> **What you are asked to do**
State how many of the lines below contain the string "chick", giving the number alone.

(Coordinate labeling data)
===============
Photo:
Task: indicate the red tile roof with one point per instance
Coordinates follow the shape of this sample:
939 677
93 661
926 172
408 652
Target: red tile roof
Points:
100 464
===============
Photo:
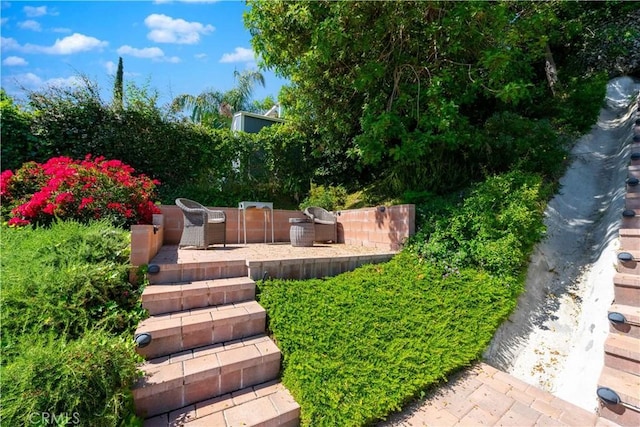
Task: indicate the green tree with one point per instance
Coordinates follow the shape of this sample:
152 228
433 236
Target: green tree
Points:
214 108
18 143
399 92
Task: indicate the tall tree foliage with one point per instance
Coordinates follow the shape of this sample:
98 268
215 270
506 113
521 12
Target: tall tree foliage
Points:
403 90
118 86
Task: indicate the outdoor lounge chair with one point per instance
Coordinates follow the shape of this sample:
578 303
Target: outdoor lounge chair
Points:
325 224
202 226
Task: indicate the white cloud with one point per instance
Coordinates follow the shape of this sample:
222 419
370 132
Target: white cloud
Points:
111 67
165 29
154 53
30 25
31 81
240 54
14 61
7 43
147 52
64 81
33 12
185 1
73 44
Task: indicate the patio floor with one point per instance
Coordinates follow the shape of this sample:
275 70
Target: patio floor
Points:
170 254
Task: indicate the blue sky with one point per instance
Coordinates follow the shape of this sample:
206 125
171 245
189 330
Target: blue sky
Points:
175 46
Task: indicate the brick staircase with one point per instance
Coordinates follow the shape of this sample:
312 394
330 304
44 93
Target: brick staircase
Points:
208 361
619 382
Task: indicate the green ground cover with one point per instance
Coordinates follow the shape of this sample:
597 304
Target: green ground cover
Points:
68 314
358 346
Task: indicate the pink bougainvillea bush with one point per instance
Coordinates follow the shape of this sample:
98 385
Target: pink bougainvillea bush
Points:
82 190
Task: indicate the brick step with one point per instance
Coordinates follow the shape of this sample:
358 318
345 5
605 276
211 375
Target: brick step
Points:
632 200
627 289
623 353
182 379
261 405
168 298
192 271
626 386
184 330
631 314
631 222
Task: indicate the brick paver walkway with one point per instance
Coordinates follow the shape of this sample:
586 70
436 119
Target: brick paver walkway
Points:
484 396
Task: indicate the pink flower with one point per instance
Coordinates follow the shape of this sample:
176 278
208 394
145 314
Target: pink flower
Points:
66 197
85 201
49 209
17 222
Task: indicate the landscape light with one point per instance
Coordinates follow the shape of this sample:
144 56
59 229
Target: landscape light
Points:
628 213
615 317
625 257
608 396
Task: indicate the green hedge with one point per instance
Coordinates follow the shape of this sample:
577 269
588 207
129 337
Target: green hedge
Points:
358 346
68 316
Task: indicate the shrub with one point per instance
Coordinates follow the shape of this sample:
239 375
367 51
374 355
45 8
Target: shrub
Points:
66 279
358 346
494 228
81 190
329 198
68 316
===============
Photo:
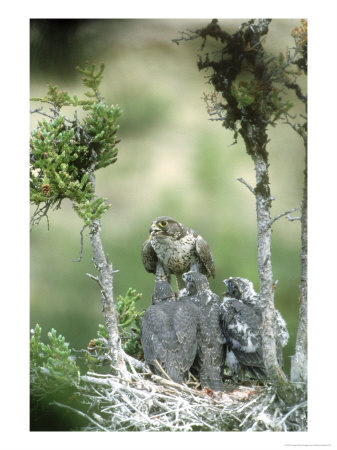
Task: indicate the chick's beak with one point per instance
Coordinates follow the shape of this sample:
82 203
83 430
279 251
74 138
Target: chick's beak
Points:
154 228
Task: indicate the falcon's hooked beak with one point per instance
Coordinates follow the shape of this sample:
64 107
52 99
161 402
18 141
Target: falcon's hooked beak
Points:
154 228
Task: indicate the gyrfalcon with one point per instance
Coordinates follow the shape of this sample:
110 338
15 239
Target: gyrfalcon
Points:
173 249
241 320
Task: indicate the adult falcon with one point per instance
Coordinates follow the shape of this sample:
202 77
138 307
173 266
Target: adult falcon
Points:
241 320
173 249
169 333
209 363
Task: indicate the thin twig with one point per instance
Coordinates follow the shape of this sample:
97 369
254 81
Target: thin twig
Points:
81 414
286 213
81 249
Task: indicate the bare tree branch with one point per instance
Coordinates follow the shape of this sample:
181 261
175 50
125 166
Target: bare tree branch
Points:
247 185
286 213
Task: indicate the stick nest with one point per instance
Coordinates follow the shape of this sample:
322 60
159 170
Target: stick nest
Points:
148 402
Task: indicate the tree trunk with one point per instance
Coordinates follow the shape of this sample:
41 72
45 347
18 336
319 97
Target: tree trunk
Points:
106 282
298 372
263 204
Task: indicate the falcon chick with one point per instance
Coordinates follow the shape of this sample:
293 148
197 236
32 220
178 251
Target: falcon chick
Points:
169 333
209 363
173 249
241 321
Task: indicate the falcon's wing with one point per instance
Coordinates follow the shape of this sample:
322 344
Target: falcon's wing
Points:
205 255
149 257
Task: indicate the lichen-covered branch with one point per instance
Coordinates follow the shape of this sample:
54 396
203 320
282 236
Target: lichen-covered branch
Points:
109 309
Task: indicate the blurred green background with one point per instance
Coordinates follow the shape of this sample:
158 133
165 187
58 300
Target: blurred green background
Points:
===============
> **Result of the exercise**
4